Only the lines from the line holding "suv, shaped like this sample" through the final line of the entries below are to be returned, exactly as they stand.
━━━ SUPPLIED MATERIAL ━━━
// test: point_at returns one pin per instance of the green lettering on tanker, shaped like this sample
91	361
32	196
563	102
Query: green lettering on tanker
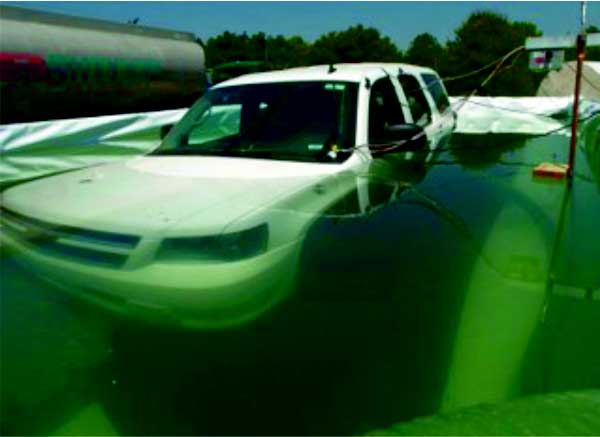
88	70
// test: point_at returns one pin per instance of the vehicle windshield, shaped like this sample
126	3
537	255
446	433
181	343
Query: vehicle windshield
299	121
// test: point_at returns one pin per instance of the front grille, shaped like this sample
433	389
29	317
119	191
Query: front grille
106	249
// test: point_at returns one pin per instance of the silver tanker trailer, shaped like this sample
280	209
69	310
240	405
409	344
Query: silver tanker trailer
58	66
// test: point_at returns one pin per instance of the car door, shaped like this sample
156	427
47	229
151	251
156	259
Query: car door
444	118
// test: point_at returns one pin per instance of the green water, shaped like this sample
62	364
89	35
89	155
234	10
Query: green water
468	291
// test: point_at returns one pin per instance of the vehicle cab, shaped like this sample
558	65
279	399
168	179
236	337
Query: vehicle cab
327	114
206	230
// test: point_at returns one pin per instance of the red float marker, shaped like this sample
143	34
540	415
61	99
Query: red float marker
550	170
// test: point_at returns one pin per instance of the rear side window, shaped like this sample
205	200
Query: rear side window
417	101
384	109
434	84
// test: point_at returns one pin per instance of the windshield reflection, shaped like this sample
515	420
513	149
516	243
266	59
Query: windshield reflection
301	121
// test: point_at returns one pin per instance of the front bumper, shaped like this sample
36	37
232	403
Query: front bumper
197	295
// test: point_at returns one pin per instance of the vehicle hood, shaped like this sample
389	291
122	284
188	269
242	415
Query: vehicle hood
158	195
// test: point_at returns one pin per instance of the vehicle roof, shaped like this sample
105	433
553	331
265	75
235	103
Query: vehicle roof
343	72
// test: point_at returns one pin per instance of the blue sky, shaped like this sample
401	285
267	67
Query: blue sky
401	21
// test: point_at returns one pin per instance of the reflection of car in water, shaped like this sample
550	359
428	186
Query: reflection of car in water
205	230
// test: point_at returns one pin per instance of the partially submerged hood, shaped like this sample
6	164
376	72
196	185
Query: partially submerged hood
154	194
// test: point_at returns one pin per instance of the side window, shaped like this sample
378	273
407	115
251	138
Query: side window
434	84
417	101
384	109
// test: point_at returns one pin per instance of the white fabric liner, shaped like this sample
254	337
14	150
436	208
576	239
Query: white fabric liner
30	150
520	115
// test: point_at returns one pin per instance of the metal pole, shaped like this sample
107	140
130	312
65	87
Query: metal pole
580	58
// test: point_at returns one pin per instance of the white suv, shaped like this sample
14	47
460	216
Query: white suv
205	230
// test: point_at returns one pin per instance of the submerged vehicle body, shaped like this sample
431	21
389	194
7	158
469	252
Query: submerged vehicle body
206	230
92	67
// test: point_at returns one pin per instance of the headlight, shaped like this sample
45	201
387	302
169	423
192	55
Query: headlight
219	248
━━━
> ANSWER TO THIS TASK
// test: point_at returns one pin per instance of the white suv, shaped like this sample
14	47
460	216
Query: white suv
205	230
// test: point_at returns one pin per instance of the submerged vehicle body, shaped like this sample
431	21
389	194
7	158
469	252
Query: submerged vehicle body
206	230
92	67
// test: point_at returns one pin per instance of the headlight, shaped like this sample
45	201
387	302
169	423
192	55
Query: headlight
219	248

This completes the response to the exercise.